[Coordinate annotation entries]
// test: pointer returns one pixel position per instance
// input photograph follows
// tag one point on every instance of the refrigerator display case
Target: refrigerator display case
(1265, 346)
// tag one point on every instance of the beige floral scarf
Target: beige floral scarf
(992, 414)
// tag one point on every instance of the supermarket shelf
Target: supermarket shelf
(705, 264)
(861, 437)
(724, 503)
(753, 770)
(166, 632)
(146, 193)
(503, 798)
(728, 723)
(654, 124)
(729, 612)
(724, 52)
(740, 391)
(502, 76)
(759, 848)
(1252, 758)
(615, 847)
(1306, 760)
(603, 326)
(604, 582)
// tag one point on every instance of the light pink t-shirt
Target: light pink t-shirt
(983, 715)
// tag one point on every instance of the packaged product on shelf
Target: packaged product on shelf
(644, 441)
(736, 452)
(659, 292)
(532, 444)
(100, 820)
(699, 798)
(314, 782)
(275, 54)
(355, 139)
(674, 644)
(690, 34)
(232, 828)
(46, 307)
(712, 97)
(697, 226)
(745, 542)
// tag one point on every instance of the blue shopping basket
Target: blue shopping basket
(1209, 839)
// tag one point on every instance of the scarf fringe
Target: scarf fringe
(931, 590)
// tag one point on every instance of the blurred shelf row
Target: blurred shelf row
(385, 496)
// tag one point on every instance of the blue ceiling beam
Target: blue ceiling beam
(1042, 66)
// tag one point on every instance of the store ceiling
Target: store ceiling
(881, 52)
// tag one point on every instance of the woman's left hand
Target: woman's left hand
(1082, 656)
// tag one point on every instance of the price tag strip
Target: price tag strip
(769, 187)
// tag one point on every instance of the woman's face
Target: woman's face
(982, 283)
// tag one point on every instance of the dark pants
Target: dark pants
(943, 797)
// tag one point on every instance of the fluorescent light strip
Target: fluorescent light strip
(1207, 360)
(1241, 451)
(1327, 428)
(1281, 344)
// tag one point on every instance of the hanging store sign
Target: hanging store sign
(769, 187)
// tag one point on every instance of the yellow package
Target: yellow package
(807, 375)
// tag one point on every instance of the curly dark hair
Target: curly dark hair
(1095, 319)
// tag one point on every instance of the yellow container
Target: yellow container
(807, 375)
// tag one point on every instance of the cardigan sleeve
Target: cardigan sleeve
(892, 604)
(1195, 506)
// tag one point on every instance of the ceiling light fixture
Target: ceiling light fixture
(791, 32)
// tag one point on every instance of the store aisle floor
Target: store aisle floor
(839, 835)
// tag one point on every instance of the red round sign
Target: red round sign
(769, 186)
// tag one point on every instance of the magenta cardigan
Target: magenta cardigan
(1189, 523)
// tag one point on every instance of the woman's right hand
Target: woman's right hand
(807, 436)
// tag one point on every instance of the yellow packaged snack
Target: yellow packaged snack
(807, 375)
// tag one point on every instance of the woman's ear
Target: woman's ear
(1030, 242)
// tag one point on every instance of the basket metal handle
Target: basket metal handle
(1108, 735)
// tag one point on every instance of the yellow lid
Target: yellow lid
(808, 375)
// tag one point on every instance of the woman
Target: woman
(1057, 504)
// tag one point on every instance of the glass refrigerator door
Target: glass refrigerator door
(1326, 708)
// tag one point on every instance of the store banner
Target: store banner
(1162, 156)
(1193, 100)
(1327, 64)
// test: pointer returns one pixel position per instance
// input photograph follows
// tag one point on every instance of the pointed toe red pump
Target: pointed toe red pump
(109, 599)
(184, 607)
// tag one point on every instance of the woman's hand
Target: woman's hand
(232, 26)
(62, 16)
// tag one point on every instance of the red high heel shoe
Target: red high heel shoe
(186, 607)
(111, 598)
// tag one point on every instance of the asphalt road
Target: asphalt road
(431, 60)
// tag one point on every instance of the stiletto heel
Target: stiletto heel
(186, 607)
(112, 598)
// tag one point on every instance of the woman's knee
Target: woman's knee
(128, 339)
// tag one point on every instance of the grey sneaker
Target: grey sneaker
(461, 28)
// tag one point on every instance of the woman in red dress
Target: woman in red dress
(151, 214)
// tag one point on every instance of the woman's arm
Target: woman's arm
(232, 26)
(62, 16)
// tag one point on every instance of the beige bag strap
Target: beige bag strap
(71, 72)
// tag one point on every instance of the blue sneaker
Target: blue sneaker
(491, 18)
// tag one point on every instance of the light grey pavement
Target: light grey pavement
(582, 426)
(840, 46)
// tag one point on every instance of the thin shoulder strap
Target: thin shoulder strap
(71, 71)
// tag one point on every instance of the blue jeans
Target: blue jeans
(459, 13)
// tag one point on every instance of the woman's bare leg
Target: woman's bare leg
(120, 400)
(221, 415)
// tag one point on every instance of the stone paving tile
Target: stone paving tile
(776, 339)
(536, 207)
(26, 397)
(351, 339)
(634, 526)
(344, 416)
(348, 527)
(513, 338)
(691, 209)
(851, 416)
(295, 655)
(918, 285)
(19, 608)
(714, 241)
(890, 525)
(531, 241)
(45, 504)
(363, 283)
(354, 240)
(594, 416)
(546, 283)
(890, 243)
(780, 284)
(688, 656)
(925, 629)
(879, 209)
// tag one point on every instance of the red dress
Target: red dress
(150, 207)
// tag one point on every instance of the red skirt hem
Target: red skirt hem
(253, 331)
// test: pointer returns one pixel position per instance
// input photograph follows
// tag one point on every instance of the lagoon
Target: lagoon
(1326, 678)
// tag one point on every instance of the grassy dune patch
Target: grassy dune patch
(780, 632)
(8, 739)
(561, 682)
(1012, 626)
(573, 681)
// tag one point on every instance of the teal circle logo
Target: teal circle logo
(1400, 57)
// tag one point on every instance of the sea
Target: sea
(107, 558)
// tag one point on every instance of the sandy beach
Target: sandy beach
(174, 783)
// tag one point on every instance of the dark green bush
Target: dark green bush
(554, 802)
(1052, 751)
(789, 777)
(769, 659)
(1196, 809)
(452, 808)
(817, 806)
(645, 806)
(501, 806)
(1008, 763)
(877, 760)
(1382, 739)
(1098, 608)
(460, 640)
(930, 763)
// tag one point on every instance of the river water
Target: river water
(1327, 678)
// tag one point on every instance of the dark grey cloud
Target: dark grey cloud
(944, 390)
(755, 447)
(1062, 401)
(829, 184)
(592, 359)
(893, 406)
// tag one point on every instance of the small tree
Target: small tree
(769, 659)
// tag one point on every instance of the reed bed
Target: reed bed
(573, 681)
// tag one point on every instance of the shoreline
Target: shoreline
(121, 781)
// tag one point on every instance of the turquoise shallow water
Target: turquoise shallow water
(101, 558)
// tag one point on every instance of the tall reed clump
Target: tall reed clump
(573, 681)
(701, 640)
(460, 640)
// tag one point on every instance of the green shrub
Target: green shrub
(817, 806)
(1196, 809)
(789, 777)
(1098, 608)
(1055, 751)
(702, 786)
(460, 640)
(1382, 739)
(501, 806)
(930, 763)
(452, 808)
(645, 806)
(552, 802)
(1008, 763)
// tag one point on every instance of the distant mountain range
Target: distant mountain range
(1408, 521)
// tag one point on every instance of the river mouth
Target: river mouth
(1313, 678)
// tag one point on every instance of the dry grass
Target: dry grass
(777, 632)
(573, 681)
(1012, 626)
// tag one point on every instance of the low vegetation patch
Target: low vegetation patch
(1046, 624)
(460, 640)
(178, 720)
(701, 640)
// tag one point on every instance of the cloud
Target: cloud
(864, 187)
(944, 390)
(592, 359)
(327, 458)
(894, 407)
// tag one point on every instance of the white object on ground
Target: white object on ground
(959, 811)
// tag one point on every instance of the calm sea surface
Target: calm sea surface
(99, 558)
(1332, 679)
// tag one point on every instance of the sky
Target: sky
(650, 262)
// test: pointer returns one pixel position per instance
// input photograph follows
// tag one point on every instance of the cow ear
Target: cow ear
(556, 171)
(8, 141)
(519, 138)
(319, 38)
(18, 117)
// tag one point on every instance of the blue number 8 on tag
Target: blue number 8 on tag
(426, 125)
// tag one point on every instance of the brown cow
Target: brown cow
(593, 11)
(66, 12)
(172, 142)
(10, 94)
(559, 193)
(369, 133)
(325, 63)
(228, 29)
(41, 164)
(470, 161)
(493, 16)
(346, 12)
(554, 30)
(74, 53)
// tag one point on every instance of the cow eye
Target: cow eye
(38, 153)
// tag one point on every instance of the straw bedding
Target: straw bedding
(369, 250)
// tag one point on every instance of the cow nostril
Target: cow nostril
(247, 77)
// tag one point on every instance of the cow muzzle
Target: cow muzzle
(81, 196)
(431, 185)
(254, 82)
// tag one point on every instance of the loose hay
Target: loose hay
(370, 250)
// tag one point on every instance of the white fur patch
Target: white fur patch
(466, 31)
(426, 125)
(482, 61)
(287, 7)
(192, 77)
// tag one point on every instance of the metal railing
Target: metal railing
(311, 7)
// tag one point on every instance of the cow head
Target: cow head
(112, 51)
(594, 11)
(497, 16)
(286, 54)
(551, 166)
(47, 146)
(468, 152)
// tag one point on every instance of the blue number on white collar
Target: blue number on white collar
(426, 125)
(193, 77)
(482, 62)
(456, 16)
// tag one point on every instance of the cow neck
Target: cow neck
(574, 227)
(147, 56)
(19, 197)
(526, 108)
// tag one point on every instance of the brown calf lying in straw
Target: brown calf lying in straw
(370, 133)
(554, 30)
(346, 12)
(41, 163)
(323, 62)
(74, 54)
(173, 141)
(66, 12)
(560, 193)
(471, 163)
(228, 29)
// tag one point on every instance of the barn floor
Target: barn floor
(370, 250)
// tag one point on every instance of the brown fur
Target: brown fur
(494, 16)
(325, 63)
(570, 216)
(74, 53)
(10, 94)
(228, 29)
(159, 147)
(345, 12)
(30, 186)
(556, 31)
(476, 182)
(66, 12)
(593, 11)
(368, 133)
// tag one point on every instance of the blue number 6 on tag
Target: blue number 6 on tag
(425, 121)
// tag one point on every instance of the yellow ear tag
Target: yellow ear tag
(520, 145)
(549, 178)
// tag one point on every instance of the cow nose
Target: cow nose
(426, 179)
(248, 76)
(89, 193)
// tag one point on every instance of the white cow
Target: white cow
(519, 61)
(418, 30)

**TO DO:** Arrange the entries as a Markdown table with the columns Row and Line, numbering each line. Begin at the line that contains "the brown fur", stop after the last line of the entries, and leave out blank lines.

**TASK RESPONSE:**
| Row | Line |
|---|---|
| 1 | // tag one point on every instance of the brown fur |
| 2 | Target: brown fur |
| 3 | (494, 16) |
| 4 | (325, 63) |
| 5 | (570, 216) |
| 6 | (74, 53) |
| 7 | (10, 94) |
| 8 | (228, 29) |
| 9 | (159, 147) |
| 10 | (345, 12) |
| 11 | (30, 186) |
| 12 | (556, 31) |
| 13 | (476, 182) |
| 14 | (66, 12) |
| 15 | (593, 11) |
| 16 | (368, 133) |
| 17 | // tag one point on every instance of the blue number 6 on tag |
| 18 | Target: blue number 6 on tag |
| 19 | (425, 121) |
| 20 | // tag one point on every instance of the yellow ear tag |
| 21 | Target: yellow ear tag |
| 22 | (520, 145) |
| 23 | (549, 178) |
| 24 | // tag one point on every instance of the cow nose |
| 25 | Target: cow nose |
| 26 | (426, 179) |
| 27 | (248, 76) |
| 28 | (89, 193) |
| 29 | // tag one point on every instance of the white cow |
| 30 | Target: white cow |
| 31 | (519, 61) |
| 32 | (418, 30) |